# [Problem to work on]
From the records below, find each line with the string "leash" and copy it.

# [Records for this task]
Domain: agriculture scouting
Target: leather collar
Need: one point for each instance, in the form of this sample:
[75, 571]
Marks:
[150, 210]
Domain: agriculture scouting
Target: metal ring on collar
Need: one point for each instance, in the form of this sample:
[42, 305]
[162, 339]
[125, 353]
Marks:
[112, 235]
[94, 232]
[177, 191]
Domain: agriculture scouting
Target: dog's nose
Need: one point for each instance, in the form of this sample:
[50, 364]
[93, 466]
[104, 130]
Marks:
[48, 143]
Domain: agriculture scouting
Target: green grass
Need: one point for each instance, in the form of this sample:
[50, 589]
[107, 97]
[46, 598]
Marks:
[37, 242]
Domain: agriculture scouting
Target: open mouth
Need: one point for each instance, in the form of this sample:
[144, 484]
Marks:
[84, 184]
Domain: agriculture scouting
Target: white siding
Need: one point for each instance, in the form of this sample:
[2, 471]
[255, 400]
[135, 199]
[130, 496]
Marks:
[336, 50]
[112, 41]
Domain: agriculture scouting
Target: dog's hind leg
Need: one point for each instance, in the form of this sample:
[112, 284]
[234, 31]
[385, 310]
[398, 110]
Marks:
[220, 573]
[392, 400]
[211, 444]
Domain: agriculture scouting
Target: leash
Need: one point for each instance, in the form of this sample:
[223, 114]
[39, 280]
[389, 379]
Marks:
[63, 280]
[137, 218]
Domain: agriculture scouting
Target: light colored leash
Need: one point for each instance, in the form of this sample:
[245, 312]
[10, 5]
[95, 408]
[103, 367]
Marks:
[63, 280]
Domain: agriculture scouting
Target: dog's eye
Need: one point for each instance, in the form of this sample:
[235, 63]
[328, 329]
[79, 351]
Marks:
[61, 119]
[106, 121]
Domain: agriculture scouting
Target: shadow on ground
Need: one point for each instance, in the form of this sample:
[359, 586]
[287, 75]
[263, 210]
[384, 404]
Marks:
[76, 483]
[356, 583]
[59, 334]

--

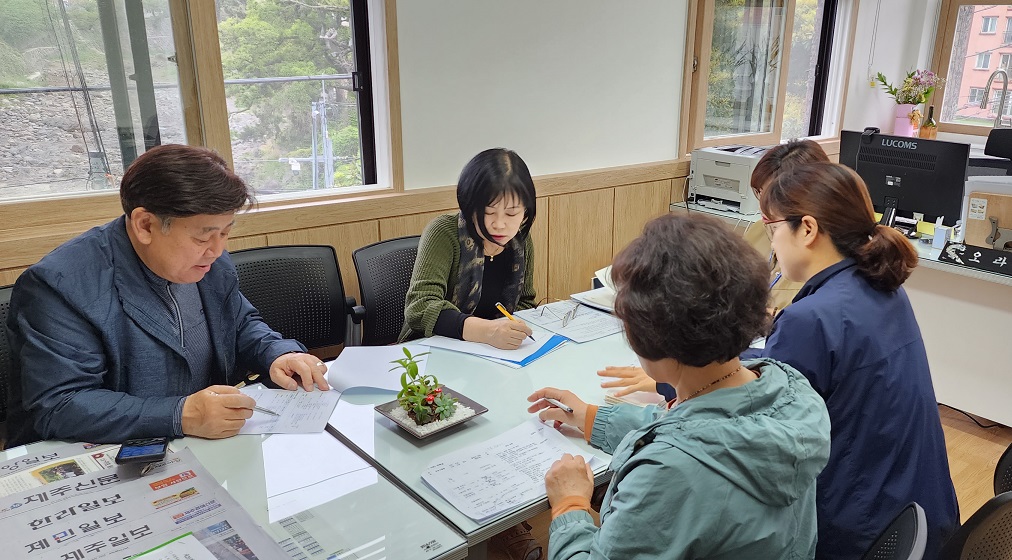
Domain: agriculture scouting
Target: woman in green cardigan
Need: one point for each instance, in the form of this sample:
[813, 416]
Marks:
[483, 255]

# [Exercise result]
Target: leash
Target: light colored leash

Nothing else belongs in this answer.